◆ Records shown ◆
-------------------------
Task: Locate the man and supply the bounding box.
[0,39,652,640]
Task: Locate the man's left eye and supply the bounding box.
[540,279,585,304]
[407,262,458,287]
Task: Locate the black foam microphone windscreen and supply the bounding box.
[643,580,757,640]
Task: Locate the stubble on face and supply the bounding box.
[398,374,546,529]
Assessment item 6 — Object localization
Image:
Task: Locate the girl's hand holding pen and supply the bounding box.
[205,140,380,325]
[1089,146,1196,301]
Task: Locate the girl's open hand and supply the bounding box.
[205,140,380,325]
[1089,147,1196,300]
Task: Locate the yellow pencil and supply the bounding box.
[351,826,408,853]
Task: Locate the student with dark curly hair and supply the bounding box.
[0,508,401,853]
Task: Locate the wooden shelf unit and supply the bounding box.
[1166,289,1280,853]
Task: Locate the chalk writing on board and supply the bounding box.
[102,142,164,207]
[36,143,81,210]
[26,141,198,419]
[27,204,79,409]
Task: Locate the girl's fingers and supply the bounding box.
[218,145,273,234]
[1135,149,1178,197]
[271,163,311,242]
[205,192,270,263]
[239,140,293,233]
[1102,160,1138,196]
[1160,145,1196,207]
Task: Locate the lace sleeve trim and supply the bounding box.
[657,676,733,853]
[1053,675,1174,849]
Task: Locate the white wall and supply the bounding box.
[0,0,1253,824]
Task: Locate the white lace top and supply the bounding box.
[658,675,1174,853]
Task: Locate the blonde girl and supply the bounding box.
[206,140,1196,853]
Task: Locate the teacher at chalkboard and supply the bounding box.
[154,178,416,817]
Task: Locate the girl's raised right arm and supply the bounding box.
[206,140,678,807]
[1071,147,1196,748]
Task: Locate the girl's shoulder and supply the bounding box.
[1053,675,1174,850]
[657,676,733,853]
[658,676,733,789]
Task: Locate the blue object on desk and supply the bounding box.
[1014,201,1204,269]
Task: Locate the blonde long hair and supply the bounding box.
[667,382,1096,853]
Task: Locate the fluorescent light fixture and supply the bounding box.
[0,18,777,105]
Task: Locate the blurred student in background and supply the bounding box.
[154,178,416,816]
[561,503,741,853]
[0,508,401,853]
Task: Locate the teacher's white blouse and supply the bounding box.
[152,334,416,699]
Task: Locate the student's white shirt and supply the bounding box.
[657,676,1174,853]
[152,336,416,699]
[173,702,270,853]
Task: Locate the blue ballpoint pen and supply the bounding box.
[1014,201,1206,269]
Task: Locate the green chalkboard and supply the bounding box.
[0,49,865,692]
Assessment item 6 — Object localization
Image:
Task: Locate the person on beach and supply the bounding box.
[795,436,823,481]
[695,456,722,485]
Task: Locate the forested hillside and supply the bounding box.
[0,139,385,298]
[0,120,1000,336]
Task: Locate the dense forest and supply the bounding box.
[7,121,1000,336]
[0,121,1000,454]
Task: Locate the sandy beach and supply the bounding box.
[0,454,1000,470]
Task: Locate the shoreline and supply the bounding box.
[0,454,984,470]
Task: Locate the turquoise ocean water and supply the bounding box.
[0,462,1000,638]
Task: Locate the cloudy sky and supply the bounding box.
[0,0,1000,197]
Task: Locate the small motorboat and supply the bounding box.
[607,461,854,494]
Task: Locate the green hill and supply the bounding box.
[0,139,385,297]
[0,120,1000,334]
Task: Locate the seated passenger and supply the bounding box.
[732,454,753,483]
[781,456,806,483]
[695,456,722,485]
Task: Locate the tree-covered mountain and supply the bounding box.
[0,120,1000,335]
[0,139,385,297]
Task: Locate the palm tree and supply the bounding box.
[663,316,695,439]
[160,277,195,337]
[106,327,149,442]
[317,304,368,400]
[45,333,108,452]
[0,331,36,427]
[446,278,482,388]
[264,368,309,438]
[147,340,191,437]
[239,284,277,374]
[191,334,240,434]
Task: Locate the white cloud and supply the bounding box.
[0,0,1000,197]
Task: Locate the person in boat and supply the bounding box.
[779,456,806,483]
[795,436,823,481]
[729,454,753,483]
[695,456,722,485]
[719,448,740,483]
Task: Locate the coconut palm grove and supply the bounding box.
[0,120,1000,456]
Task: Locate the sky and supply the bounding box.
-------------------------
◆ The request ◆
Write out every one of the lines above word for word, changing nothing.

◆ Exercise output ◆
Task: Locate the man and supply the bounding box.
[0,39,652,640]
Task: Locate the man's left eye and supply the bounding box.
[540,279,585,304]
[407,262,458,287]
Task: Locate the black foam microphone windscreen and supply the bounding box.
[643,580,757,640]
Task: Locate the stubble on face and supply the bounding box.
[398,374,546,529]
Assessment item 6 — Object localization
Image:
Task: Locate the girl's hand holding pen and supply the bounding box.
[205,140,380,325]
[1089,146,1196,301]
Task: Locate the girl's open hand and supply the bounding box.
[205,140,380,325]
[1089,147,1196,300]
Task: Locate the yellow pencil and supply the bounding box.
[351,826,408,853]
Task: Locate the student with dark curly hair and supply the bounding box.
[0,508,401,853]
Task: Locate the wooden shelf unit and supply the bounding box.
[1166,289,1280,853]
Task: Locate the chalk writing on board and supply the bounding box.
[102,142,164,207]
[36,143,81,210]
[26,141,198,419]
[27,204,79,409]
Task: Locate the girl's fingers and supply the bounding box.
[218,145,273,234]
[1135,149,1178,197]
[271,163,311,242]
[205,192,270,263]
[239,140,293,233]
[1102,160,1138,196]
[1160,145,1196,207]
Task: Locate the lace sleeve trim and supply the bounding box.
[657,676,733,853]
[1053,675,1174,849]
Task: Locate the white wall and supply the bounding box.
[0,0,1253,824]
Task: Locate the white lace top and supply the bounding box.
[658,675,1174,853]
Task: Locate the blonde girl and supply the bounding box.
[206,140,1196,853]
Task: Locate the teacher at chalkboard and supply the bounding box.
[154,178,416,817]
Task: Locate the girl's raised right arm and supply the bounding box.
[206,140,678,807]
[1071,147,1196,748]
Task: Locate the girl's shoulder and supply the bounding box.
[1053,675,1174,850]
[657,676,733,853]
[658,676,733,789]
Task: Locate the blue object on desk and supply the bounding box.
[1014,201,1204,269]
Task: Locate the blonde long hair and supply the bounding box.
[667,382,1096,853]
Task: Locate the fluorescent light fixture and supply the bounding box.
[0,18,777,105]
Task: Locate the blurred student in background and supply the bounding box.
[154,178,416,816]
[561,503,741,853]
[0,508,401,853]
Task: Locate the teacher's white blouse and supply the bounding box.
[152,334,416,699]
Task: Locate the student's white shirt and supply the bounding box.
[657,676,1174,853]
[152,336,416,699]
[173,702,270,853]
Task: Locate the blue ballpoint pen and supply the bounding box.
[1014,201,1206,269]
Task: Locate the green chalkboard and supply the bounding box.
[0,49,865,692]
Assessment item 6 — Object localization
Image:
Task: Locate the person on beach and supply the bounding box.
[795,436,823,481]
[695,456,722,485]
Task: Locate the forested hillside and supply the bounding box.
[0,139,385,298]
[0,120,1000,336]
Task: Locate the dense forest and supply the bounding box.
[7,121,1000,336]
[0,121,1000,454]
Task: Locate the sandy beach and supply the bounding box.
[0,454,1000,470]
Task: Locate the shoreline and supply the bounding box.
[0,454,984,470]
Task: Locate the turquoise ocean water and supply the bounding box.
[0,462,1000,638]
Task: Locate the cloudy sky and supply the bounding box.
[0,0,1000,197]
Task: Locate the small motorboat and supply the bounding box.
[607,461,854,494]
Task: Locate the green hill and supply the bounding box.
[0,139,385,297]
[0,120,1000,334]
Task: Locate the seated passenger and supply the bounding box.
[732,454,753,483]
[781,456,806,483]
[695,456,722,485]
Task: Locate the tree-covered mountain and supply the bounding box.
[0,120,1000,335]
[0,139,385,297]
Task: Locate the palm tree and supply the bounding box.
[663,316,695,439]
[160,277,195,337]
[106,327,149,442]
[317,304,368,400]
[45,333,108,452]
[0,331,36,427]
[446,278,482,388]
[264,368,309,438]
[147,340,191,437]
[239,284,277,374]
[191,334,240,434]
Task: Locate the white cloud and supply the bounding box.
[0,0,1000,197]
Task: Locate the person in boat and supply the bounding box.
[779,456,806,483]
[795,436,823,481]
[729,454,753,483]
[695,456,722,485]
[719,448,740,483]
Task: Locate the coconut palm grove and supply the bounding box.
[0,120,1000,456]
Task: Locate the sky and supply the bounding box.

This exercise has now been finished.